Recast the lines from the one containing "Check that every instance of the crocodile leg" through the one containing "column 227, row 139" as a Markdown table with columns No and Text, numbering each line and skipping blank lines.

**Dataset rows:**
☆ ☆ ☆ ☆ ☆

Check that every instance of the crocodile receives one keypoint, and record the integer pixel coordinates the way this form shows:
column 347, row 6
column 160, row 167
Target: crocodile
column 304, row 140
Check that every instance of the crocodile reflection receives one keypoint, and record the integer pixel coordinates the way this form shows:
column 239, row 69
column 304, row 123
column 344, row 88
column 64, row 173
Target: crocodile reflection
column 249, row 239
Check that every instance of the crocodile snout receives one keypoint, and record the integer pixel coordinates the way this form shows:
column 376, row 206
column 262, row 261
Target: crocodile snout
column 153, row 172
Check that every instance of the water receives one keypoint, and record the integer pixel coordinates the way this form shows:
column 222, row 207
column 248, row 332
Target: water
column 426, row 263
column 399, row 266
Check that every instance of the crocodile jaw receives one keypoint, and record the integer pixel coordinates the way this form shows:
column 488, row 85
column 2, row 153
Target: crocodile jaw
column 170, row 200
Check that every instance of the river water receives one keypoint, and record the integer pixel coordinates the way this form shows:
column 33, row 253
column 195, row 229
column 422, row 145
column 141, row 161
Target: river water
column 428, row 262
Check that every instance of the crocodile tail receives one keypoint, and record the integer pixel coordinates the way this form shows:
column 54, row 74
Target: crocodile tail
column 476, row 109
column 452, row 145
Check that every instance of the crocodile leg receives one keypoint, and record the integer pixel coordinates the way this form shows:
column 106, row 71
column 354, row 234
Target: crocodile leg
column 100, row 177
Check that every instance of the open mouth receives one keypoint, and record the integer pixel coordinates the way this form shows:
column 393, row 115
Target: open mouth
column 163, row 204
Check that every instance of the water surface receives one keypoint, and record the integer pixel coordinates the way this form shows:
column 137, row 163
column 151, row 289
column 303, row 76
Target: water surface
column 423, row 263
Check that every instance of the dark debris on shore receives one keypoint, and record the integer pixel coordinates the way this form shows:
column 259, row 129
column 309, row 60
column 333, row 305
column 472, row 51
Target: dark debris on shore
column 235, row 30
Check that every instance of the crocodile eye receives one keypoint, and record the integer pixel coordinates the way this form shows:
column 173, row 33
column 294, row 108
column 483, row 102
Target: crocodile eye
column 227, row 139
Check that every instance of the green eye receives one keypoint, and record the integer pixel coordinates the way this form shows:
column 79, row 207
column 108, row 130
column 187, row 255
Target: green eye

☆ ☆ ☆ ☆ ☆

**RESULT FOR THIS TASK:**
| No | Text |
|---|---|
| 1 | Check that every instance of the crocodile leg receives one keypoint, and record the integer pixel coordinates the way this form shows: |
| 2 | column 106, row 71 |
| 3 | column 354, row 234 |
| 4 | Target: crocodile leg |
| 5 | column 100, row 177 |
| 6 | Check that every instance of the open mouth receives one keypoint, and record the integer pixel coordinates the way this form shows: |
| 7 | column 393, row 115 |
| 8 | Target: open mouth |
| 9 | column 163, row 204 |
| 10 | Check that every instance of the water surface receives one keypoint, and record the integer pixel coordinates the way this form shows: |
| 11 | column 137, row 163 |
| 12 | column 151, row 289 |
| 13 | column 303, row 76 |
| 14 | Target: water surface |
| 15 | column 423, row 263 |
| 16 | Check that every instance of the dark debris on shore receives one keypoint, and record the integer pixel coordinates the way this form shows: |
| 17 | column 259, row 129 |
| 18 | column 309, row 60 |
| 19 | column 333, row 305 |
| 20 | column 472, row 51 |
| 21 | Target: dark debris on shore |
| 22 | column 235, row 30 |
| 23 | Check that every instance of the crocodile eye receives one keypoint, and record the integer pixel coordinates the way this form shows: |
| 24 | column 173, row 33 |
| 25 | column 294, row 108 |
| 26 | column 483, row 102 |
| 27 | Target: crocodile eye |
| 28 | column 227, row 139 |